* **WORK INSTRUCTION**
Print every record below exactly, minus the pictures.

* **MATERIAL PROVIDED**
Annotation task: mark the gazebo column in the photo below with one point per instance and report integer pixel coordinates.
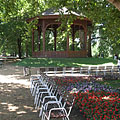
(32, 40)
(73, 37)
(55, 36)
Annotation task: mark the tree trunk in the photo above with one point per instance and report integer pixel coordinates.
(116, 3)
(19, 48)
(89, 46)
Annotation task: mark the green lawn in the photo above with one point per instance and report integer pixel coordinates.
(64, 62)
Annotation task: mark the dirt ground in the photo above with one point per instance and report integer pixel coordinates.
(16, 102)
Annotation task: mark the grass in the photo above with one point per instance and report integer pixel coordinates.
(64, 62)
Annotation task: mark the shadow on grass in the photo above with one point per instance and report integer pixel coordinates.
(16, 103)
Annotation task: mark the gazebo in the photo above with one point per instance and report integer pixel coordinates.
(45, 40)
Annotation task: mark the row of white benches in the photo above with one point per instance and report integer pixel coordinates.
(87, 70)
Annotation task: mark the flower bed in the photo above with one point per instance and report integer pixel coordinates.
(99, 105)
(96, 101)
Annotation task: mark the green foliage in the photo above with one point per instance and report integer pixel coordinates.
(13, 14)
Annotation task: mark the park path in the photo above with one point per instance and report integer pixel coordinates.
(16, 102)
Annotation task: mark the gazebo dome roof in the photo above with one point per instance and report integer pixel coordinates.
(64, 11)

* **EXERCISE OUTPUT**
Annotation task: mark the gazebo column in the photo below with one point per instance and report integer pixel coordinates.
(32, 40)
(73, 37)
(55, 36)
Annotation task: mark the tree trunk in the photo above with one point per instance and report integer pixel coordinates.
(116, 3)
(19, 48)
(89, 46)
Annotation task: mark the green lawn in the photo above with one point per instance and report integer pixel coordinates.
(64, 62)
Annotation task: mark the dirt ground in the photo above with one point per instance and report integer pixel coordinates.
(16, 102)
Annotation task: mark the grass in the photo above with one point per instance and report integer pixel coordinates.
(64, 62)
Annotation task: mark the shadow on grass in the photo above with one point per instance and report integer pixel coordinates.
(16, 103)
Annotation task: mark the gazebo in the photo above with one point per instance and report integer pixel coordinates.
(45, 40)
Annotation task: mark the row of white benches in the photo above with one point per instance and report integer pixel coordinates.
(87, 70)
Annotation task: mark the flower bed in the photo above with one point per instance and report integer pixel coordinates.
(99, 105)
(96, 101)
Annotation task: mark the green foliage in the photo above with one point per instance and report integer pixel coordinates.
(13, 14)
Annotation task: mark the park path in the photo above with one point per instance and report integer pixel coordinates.
(16, 102)
Annotation task: mark the gazebo dome roof in the photo above with one point per instance and report integer pixel coordinates.
(64, 11)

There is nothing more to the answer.